→ Page:
_ _ _ _

Long métrage de fiction (animation) de Raul De La Fuente et Damian Nenow (Espagne / Pologne, 2017), présenté hors compétition au festival de Cannes en mai 2018, en sortie dans les salles françaises le 23 janvier 2019.
Il y a beaucoup d’images documentaires des combats qui ont précédé l’indépendance de l’Angola, en 1975. Surtout des images de propagande, attisées par les Etats-Unis et l’URSS, en pleine Guerre froide. Le temps passé permet de s’emparer de la fiction pour poser les questions de l’engagement des journalistes dans le conflit.
Deux réalisateurs, l’Espagnol Raul De La Fuente et le Polonais Damian Nenow, se sont inspirés du livre de Ryszard Kapuscinski, Another day of life, 1976, pour porter à l’écran les péripéties de ce reporter polonais en Angola. A 43 ans, il part couvrir les mois qui précédent l’indépendance, pour une agence de presse polonaise. Le film mêle les images animées et les vues documentaires pour aborder la confusion que traverse son héros.
Another day of life retrace le séjour du journaliste en Angola. Il fait des connaissances à Luanda, en pleine agitation, puis veut gagner la ligne de front, au sud, où le Comandante Farrusco résiste seul avec son unité. Sous la conduite de son ami angolais, Queiroz, Kapuscinski s’engage sur des routes pleines de cadavres. Ils se font intercepter par Carlotta, une guérillera rebelle et séduisante. Après une entrevue avec son chef à qui le journaliste fait miroiter un portrait, elle les guide sur la piste de Farrusco, au péril de sa vie.

_ _ _ _

→ Liste des enregistrements:

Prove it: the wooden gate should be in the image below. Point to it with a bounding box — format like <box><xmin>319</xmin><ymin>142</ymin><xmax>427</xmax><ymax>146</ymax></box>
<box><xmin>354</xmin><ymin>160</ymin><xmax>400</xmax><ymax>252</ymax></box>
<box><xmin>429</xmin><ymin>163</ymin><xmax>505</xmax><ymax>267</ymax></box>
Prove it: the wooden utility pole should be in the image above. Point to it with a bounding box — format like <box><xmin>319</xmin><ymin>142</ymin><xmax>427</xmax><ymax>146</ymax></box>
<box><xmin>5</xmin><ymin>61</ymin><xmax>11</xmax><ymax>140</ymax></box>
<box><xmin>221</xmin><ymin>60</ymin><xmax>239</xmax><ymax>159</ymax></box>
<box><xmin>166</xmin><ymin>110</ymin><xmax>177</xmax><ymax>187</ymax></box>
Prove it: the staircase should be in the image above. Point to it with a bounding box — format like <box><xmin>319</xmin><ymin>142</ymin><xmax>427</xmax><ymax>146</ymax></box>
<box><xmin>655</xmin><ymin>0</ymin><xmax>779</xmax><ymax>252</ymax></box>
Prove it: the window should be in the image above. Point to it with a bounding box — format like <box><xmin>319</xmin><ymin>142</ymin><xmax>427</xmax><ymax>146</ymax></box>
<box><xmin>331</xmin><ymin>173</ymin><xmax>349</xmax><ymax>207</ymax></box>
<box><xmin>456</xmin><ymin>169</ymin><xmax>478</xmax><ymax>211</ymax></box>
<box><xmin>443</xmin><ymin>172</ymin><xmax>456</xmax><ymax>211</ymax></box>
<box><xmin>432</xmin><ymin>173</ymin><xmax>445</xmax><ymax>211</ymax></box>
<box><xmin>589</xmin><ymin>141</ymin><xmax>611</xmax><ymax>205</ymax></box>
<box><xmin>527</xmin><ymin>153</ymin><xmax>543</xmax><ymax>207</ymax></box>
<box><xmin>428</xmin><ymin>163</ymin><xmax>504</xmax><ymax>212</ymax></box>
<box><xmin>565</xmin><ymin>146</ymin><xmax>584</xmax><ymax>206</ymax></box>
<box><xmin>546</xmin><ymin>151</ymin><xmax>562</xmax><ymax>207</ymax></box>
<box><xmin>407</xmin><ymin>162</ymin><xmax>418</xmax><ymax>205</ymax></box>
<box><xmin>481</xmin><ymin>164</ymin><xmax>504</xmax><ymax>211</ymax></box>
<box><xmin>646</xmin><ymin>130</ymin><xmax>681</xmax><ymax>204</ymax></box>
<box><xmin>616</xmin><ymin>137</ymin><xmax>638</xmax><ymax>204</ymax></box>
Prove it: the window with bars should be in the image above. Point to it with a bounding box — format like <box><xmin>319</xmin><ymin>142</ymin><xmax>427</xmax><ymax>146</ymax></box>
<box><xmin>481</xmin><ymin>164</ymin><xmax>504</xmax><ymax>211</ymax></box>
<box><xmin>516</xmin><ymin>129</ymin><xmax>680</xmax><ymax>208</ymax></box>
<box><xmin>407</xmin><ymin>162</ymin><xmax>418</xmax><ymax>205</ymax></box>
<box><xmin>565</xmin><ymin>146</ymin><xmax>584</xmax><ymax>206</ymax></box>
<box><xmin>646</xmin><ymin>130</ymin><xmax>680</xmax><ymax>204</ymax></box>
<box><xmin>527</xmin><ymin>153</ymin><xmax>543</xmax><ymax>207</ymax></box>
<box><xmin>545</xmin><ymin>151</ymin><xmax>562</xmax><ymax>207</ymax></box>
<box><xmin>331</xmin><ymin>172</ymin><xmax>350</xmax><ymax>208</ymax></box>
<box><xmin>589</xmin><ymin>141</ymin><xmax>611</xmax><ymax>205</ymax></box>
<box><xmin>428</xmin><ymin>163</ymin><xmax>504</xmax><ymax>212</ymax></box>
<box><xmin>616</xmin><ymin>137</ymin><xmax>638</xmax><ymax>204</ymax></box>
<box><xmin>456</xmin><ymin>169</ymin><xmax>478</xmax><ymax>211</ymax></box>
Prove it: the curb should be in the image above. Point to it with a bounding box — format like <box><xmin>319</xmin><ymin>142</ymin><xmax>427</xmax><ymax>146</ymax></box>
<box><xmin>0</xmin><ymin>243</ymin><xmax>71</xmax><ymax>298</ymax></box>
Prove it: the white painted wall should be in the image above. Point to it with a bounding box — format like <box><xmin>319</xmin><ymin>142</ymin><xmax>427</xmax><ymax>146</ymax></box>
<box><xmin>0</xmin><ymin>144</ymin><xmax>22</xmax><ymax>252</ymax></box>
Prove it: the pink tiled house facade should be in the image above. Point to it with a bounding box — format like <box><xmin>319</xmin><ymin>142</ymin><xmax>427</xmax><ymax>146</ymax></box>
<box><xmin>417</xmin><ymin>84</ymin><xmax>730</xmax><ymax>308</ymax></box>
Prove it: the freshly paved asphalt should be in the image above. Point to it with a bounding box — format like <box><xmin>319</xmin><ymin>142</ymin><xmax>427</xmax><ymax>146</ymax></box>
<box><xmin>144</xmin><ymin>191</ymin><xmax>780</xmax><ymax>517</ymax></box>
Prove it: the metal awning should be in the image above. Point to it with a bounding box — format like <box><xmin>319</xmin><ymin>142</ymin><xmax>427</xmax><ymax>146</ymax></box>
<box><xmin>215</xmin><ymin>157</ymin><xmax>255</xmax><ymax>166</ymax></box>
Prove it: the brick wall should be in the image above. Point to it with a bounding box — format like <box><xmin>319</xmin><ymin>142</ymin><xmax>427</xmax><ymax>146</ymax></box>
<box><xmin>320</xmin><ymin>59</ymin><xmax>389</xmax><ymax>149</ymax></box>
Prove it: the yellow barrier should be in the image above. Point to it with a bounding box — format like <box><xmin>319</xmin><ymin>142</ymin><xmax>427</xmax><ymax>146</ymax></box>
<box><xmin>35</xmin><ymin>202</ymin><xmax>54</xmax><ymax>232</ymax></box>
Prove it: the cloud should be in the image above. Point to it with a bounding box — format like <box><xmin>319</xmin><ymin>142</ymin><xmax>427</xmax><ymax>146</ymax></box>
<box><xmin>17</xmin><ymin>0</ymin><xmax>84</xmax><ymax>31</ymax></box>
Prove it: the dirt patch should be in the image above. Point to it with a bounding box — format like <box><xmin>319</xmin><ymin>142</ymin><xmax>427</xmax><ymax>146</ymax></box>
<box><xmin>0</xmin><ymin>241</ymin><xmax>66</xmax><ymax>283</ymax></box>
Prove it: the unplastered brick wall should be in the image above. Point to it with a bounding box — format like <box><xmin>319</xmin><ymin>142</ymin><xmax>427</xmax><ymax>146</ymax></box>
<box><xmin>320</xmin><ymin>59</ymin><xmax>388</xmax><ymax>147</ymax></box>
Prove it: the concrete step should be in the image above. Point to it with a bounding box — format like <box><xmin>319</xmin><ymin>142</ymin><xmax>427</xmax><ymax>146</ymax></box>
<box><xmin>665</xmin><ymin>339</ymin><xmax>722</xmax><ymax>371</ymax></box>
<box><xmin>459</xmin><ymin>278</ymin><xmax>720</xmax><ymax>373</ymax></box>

_ _ _ _

→ Travail à faire:
#1 Résumez en deux phrases la présentation du film Another day of life.
#2 Répondez brièvement à ces questions sur la présentation du film Another day of life :
(a) À quelle date le film sort-il dans les salles françaises ?
(b) Pour le compte de qui Kapuscinski part-il couvrir les mois qui précèdent l'indépendance ?
(c) Comment s'appelle l'ami angolais qui le guide sur les routes ?
#3 Écrivez la suite de la présentation du film Another day of life, en partant de sa dernière phrase.
Les enregistrements n'ont aucun rôle dans ce qui est demandé ici.

→ Réponses rédigées:
#1 Another day of life, film d'animation de l'Espagnol Raul De La Fuente et du Polonais Damian Nenow, s'inspire du livre de Ryszard Kapuscinski pour raconter le séjour de ce reporter polonais en Angola dans les mois qui précèdent l'indépendance de 1975. Mêlant images animées et vues documentaires, il le suit de Luanda jusque sur la piste du Comandante Farrusco, au sud, avec son ami angolais Queiroz puis la guérillera Carlotta.

#2
(a) Le 23 janvier 2019.
(b) Pour une agence de presse polonaise.
(c) Queiroz.

#3
En rencontrant le Comandante, Kapuscinski se rend compte que les forces militaires d’Afrique du Sud qui combattent les rebelles rouges, vont franchir la frontière. Le journaliste repart alors sur Luanda pour transmettre la nouvelle à son agence. Il contacte les militaires capables de faire intervenir Cuba dans le jeu. Mais il hésite à livrer cette information à son agence car elle pourrait faire basculer le conflit en alertant les Américains. Puis le reporter doit laisser l’Angola à son destin.
Ce questionnement sur le rôle de témoin ou d’acteur engagé est inspiré des réflexions du journaliste polonais comme l’indiquent les réalisateurs : « Kapuscinski voulait comprendre la guerre pour pouvoir la combattre. Mais paradoxalement, il était aussi fasciné par la nature « romantique » du combat pour la liberté ». De fait le reporter qui a couvert huit guerres, livre un récit intense de sa plongée en Angola, avant de se reconvertir en écrivain après cette expérience.
« Nous n’illustrons pas le livre », avancent De La Fuente et Nenow. « Dans le film, nous rencontrons des gens que Kapuscinski décrit dans le livre. » Ainsi surgissent les témoignages du Comandante Farrusco qui a survécu, comme celui de l’ami Queiroz ou de Alberto, un Angolais caméraman, connu en route. Leur image actuelle se substitue par moments à leur personnage animé, plus jeune, pour étayer les péripéties de Kapuscinski et ses observations de la situation angolaise. 20 minutes de prise de vues réelles prolongent 60 minutes d’animation du conflit de 1975, pour composer un film en relation avec les émotions du journaliste.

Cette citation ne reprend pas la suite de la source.